-------- DATA RECORDS --------
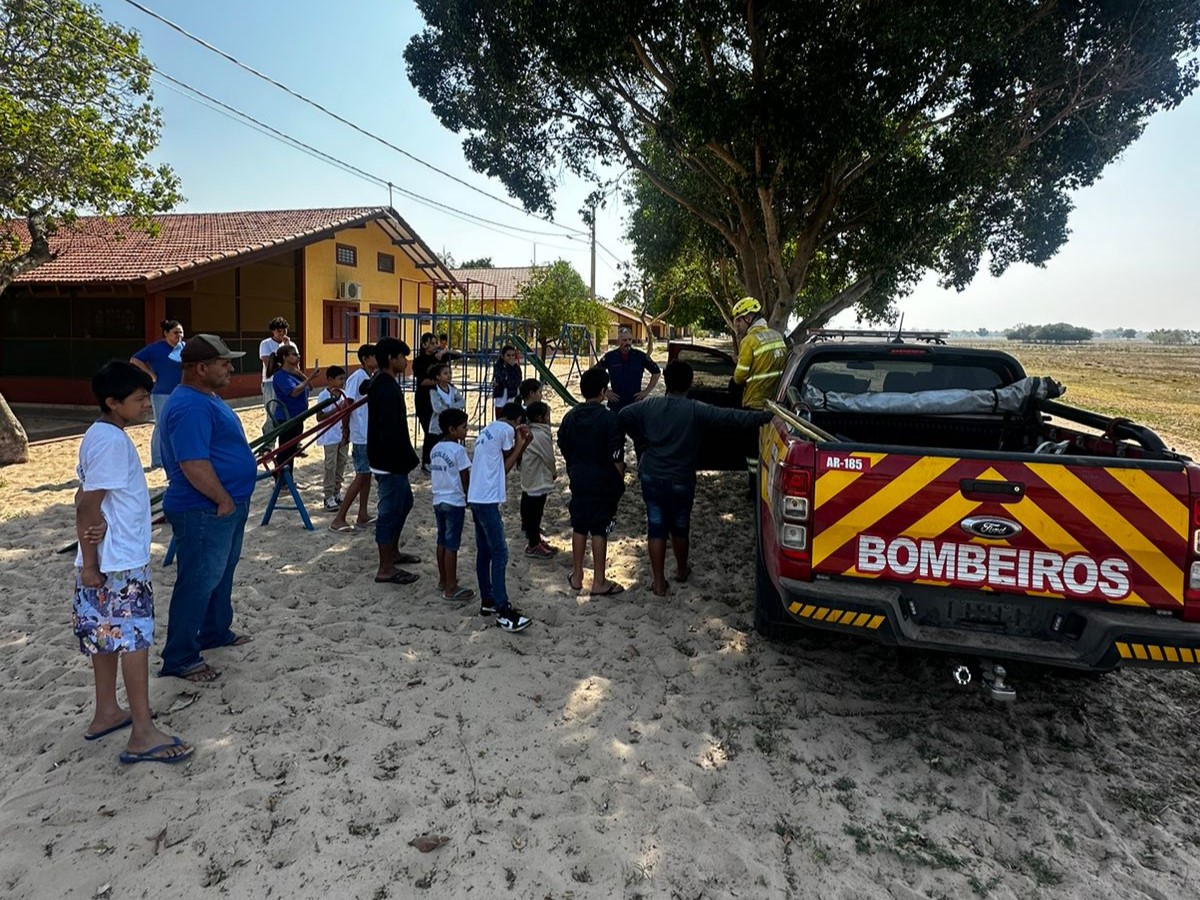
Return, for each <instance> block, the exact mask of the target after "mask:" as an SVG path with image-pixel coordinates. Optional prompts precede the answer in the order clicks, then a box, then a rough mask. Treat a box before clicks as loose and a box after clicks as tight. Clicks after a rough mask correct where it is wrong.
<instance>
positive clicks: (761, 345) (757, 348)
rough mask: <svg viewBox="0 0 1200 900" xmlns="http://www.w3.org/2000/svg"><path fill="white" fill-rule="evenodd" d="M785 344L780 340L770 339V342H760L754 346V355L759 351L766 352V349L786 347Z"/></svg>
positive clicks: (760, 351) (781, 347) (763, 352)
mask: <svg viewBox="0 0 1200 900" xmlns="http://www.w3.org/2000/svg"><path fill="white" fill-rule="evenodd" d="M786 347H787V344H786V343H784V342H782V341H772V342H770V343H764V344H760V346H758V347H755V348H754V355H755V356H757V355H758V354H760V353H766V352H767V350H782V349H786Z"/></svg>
--------
-------- DATA RECORDS --------
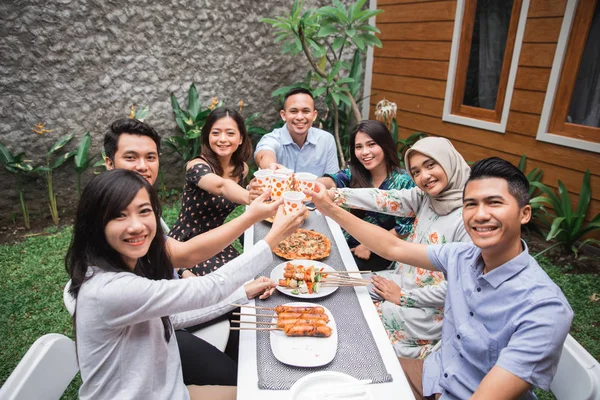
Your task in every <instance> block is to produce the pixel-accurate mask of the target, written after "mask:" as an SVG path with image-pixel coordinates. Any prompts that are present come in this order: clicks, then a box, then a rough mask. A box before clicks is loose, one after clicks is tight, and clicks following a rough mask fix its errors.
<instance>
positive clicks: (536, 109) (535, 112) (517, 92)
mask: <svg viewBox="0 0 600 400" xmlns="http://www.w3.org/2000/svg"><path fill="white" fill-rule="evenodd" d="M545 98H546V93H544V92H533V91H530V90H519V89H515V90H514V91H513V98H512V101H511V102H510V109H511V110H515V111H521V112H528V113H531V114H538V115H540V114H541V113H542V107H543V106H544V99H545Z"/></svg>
--------
-------- DATA RECORDS --------
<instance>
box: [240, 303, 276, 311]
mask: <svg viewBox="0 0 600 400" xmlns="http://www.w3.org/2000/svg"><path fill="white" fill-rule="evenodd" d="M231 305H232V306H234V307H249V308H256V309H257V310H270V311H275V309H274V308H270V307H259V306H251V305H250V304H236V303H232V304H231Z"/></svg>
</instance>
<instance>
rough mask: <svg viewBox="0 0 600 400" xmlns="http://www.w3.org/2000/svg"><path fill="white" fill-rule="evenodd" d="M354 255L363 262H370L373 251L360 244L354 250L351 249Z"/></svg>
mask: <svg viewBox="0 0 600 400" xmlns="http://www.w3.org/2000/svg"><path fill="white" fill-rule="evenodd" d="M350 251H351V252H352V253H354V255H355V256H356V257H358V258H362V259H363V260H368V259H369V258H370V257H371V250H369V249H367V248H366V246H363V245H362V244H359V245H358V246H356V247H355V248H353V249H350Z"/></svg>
--------
## TASK OBJECTIVE
Once the line with "Return, for each" is found in the records above, print exactly that line and every line after it through the line with "positive clicks: (761, 345) (757, 348)".

## FINISHED EXERCISE
Return, for each <instance> block, the exact mask of the target after "mask:" as an SVG path with image-pixel coordinates. Optional prompts precede the answer in the order clicks, then a box, then a rough mask. Treat a box before clicks as loose and a box after clicks as tight. Clicks after a rough mask correct where it is wrong.
<instance>
positive clicks: (761, 345) (757, 348)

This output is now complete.